** BEGIN EXTRACT PROVIDED **

That’s the attitude I try to have when it comes to the death of someone I loved, yet never met.

In 2013, I lost three of my best friends.  The news was devastating every time.  Did I know them personally?  No.  And yes.  And not really.  And very well.

Why did I consider them my friends?  All of them had just, I dunno — all of them had gotten me through so many confusing, shitty, or just plain boring times.  I hope I don’t sound too crazy when I say that.  I’ve never stalked anyone and I understand the difference between fantasy and reality, but yeah, these people meant a lot to me.  They still mean a lot to me.  I can call them my “friends” if I want.  And I was sad when my friends made their exits.

Still, the question remains: “How can Rick be dead when we still have his poems?”

Lou Reed?  He ain’t dead.  He can’t be.  I still love him very much and I still have “Sweet Jane,” so nothing has changed.

James Gandolfini isn’t dead, either, and neither is Tony Soprano.  (My theory, anyway.)

Peter O’Toole.  My dearest, darling Peter O’Toole.  The coolest.  The smartest.  The hottest.  The craziest.  That voice.  That height.  That hair.  I think about him all the time and I miss him all the time, and yet, as long as I can get together with my friends every December and laugh and cry and yell and drink champagne while watching The Lion in Winter, Peter O’Toole can never die.

This morning, as soon as I got to work and turned on my computer, I found out that Rik Mayall died.  Today.  Rik Mayall died today.  Weird.  So very weird.  And sad.  He was still, well, young…

Just last week, I was listening to The Pogues and wondering when Shane MacGowan would die.  I was also wondering why Shane MacGowan hasn’t died already.  Seriously.

I should stop.  I don’t wanna give the universe any ideas.

My point is, I was already thinking about my remaining heroes and wondering who I’d lose next.  Apparently, not Shane MacGowan.

** END EXTRACT PROVIDED **

→ **WRITTEN TASK A**: Show each line of the listing that contains the string "road".

** BEGIN EXCERPTED DATA **

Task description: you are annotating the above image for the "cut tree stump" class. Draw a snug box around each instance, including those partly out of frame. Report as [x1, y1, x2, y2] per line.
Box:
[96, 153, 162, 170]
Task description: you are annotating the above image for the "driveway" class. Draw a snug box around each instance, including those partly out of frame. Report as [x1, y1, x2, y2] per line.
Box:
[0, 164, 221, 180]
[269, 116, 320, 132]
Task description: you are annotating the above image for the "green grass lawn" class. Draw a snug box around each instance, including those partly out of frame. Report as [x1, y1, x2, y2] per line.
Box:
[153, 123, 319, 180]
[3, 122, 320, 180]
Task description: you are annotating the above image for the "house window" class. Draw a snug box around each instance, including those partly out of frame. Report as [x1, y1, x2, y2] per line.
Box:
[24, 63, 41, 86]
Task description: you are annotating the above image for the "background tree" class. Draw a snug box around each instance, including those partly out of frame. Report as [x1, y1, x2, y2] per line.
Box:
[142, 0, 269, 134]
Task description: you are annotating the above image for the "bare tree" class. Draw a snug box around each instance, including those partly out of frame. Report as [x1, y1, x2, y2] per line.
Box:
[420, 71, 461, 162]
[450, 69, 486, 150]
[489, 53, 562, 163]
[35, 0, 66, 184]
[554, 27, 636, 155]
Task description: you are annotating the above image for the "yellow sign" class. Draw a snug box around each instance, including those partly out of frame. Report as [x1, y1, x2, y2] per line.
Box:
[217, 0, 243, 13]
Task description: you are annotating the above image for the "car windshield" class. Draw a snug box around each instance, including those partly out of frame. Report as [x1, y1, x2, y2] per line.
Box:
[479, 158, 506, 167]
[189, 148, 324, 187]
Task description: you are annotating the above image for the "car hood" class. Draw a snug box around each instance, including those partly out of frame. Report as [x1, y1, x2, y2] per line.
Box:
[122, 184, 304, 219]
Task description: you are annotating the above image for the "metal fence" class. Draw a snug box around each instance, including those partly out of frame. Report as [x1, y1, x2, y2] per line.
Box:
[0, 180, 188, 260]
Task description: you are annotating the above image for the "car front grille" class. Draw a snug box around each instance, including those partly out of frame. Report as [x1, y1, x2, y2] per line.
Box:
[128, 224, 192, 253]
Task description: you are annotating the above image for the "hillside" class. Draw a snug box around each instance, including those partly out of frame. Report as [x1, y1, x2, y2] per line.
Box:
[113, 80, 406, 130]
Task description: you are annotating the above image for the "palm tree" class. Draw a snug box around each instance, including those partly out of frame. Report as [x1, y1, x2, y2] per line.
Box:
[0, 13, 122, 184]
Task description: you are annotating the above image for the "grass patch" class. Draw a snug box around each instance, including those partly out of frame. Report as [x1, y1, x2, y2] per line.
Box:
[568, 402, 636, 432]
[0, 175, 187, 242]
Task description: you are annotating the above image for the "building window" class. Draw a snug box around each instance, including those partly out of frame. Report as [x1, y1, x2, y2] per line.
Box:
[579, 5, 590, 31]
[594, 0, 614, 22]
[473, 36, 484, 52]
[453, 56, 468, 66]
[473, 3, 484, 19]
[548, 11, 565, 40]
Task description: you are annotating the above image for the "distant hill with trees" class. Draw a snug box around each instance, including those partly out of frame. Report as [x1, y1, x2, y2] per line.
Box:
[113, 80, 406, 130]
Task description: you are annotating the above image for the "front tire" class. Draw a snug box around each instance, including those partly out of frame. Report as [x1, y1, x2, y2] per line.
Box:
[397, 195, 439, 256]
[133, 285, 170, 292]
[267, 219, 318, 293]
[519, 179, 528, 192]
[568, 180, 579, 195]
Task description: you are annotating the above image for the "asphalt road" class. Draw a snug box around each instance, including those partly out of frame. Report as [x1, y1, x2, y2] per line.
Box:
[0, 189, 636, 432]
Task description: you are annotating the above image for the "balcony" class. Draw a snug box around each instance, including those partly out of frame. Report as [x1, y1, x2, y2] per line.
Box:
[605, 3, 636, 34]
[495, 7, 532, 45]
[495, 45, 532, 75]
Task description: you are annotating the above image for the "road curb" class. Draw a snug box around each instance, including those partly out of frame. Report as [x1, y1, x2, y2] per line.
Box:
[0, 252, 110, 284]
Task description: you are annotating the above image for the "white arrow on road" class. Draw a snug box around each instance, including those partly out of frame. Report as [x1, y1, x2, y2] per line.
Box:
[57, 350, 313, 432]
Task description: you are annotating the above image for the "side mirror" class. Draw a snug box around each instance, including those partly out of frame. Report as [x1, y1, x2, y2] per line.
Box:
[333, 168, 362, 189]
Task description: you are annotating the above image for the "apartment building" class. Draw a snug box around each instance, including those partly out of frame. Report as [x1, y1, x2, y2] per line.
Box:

** END EXCERPTED DATA **

→ **WRITTEN TASK B**: Write out the entire passage on mourning famous people the author never met, word for word.

→ **FULL ANSWER A**:
Task description: you are annotating the above image for the "asphalt road" class. Draw a snug box around each instance, including those partly out of frame. Report as [x1, y1, x2, y2] per line.
Task description: you are annotating the above image for the "road curb" class. Draw a snug box around each instance, including those partly out of frame. Report as [x1, y1, x2, y2] per line.
Task description: you are annotating the above image for the "white arrow on road" class. Draw a snug box around each instance, including those partly out of frame. Report as [x1, y1, x2, y2] per line.

→ **FULL ANSWER B**:
That’s the attitude I try to have when it comes to the death of someone I loved, yet never met.

In 2013, I lost three of my best friends.  The news was devastating every time.  Did I know them personally?  No.  And yes.  And not really.  And very well.

Why did I consider them my friends?  All of them had just, I dunno — all of them had gotten me through so many confusing, shitty, or just plain boring times.  I hope I don’t sound too crazy when I say that.  I’ve never stalked anyone and I understand the difference between fantasy and reality, but yeah, these people meant a lot to me.  They still mean a lot to me.  I can call them my “friends” if I want.  And I was sad when my friends made their exits.

Still, the question remains: “How can Rick be dead when we still have his poems?”

Lou Reed?  He ain’t dead.  He can’t be.  I still love him very much and I still have “Sweet Jane,” so nothing has changed.

James Gandolfini isn’t dead, either, and neither is Tony Soprano.  (My theory, anyway.)

Peter O’Toole.  My dearest, darling Peter O’Toole.  The coolest.  The smartest.  The hottest.  The craziest.  That voice.  That height.  That hair.  I think about him all the time and I miss him all the time, and yet, as long as I can get together with my friends every December and laugh and cry and yell and drink champagne while watching The Lion in Winter, Peter O’Toole can never die.

This morning, as soon as I got to work and turned on my computer, I found out that Rik Mayall died.  Today.  Rik Mayall died today.  Weird.  So very weird.  And sad.  He was still, well, young…

Just last week, I was listening to The Pogues and wondering when Shane MacGowan would die.  I was also wondering why Shane MacGowan hasn’t died already.  Seriously.

I should stop.  I don’t wanna give the universe any ideas.

My point is, I was already thinking about my remaining heroes and wondering who I’d lose next.  Apparently, not Shane MacGowan.